▶ **Supplied passage**:
** start **
Anyone who didn’t go through that event on Oct. 20, 1991 can’t know how traumatic it was for the entire city. The Oakland Hills Firestorm was, at the time, the most destructive urban-wildland fire in American history. Two or three miles of the densely-populated hills went up like a blowtorch. True, the flatlands didn’t burn, but they almost did. I worked that fire as a reporter, and was told by every expert I interviewed that, for long hours at a stretch, it looked like both downtown Oakland and downtown Berkeley were doomed.
The fire, which flared up in the hills above the Caldecott Tunnel on a hot, clear day, was completely out of control on three fronts. To the north, it advanced toward the U.C. Berkeley campus. In the west, it roared along Highway 24 in the direction of North Oakland and the Claremont Resort. In the south, it rushed toward Piedmont and Montclair. Firefighters retreated at least four times as a wall of flame, sometimes 100 feet high, blew over their heads and ignited everything behind them.
From my home in Adams Point, two mere miles away, you could see the enormous smoke plume of the fire, towering thousands of feet into the air like the mushroom cloud of an atomic bomb. The East Bay Hills glowed red and orange at mid-day, like an enormous erupting volcano. Ash covered everything: parked cars, windowsills, sidewalks, awnings. The wind was crazy-fierce. Everywhere throughout the city the screech of sirens split the air: ambulances, fire vehicles, police cars. Freeways shut down; the streets were oddly empty as everyone sat transfixed before their T.V. screens. KTVU aired hours of live coverage of Hills residents fleeing the inferno.
Downtown Oakland was directly in the blaze’s path. The wind-whipped wall of flame traveled straight down Broadway in the direction of Rockridge, sometimes at sixty miles an hour. Nothing could stop the flames before they reached Lake Merritt, an OFD Battalion Chief told me. As FEMA later reported, “The fire completely overwhelmed the firefighting forces of the area, consuming everything in its path, and was only stopped when the Diablo wind conditions abated. The wind had threatened to drive the fire across the entire city of Oakland.”
Fortunately, there was an earthly force that could and did stop the fire. Around 5 p.m. that Sunday, as FEMA noted, the wind abruptly shifted. After blowing at gale force from east to west—the dreaded Diablos—the wind switched to onshore, sending the flames into retreat, back over lands they already had consumed. Finally, the thousands of firefighters recruited from all over the West were able to get a handle on the conflagration. I talked to two of them shortly afterward. One recalled how, when the fire first broke out and he was called in for duty, he’d told his wife he’d be home “in a few hours” for “Plan A”: to watch the 49ers over some cold beer. Instead, it was four days before he saw her again. Another firefighter told me how, after battling the flames all day, as the fog crept in and a nighttime chill descended, he crawled up onto the hood of his fire truck, still warm from the engine, and passed out in sheer exhaustion. Someone—he never knew who—covered him with a blanket.
** end **
▶ **Information provided**:
** start **
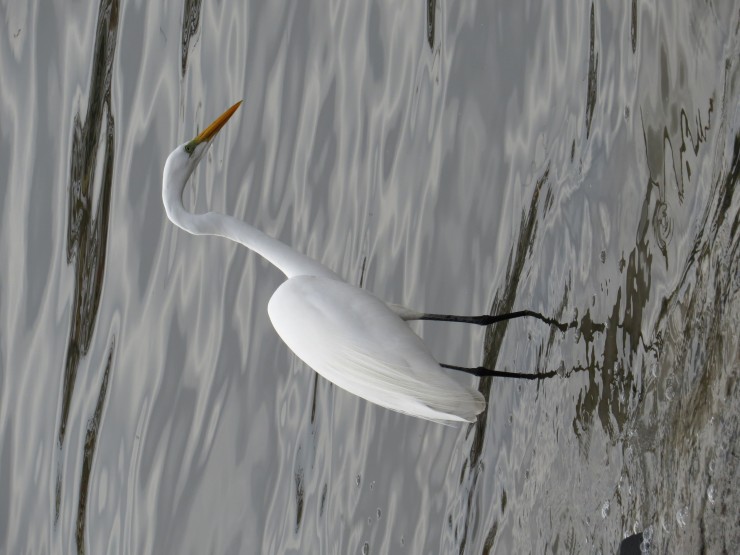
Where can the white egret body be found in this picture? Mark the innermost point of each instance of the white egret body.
** end **
Return the part of the Oakland Hills Firestorm account starting at "From my home" and ending at "fleeing the inferno.", copied word for word.

From my home in Adams Point, two mere miles away, you could see the enormous smoke plume of the fire, towering thousands of feet into the air like the mushroom cloud of an atomic bomb. The East Bay Hills glowed red and orange at mid-day, like an enormous erupting volcano. Ash covered everything: parked cars, windowsills, sidewalks, awnings. The wind was crazy-fierce. Everywhere throughout the city the screech of sirens split the air: ambulances, fire vehicles, police cars. Freeways shut down; the streets were oddly empty as everyone sat transfixed before their T.V. screens. KTVU aired hours of live coverage of Hills residents fleeing the inferno.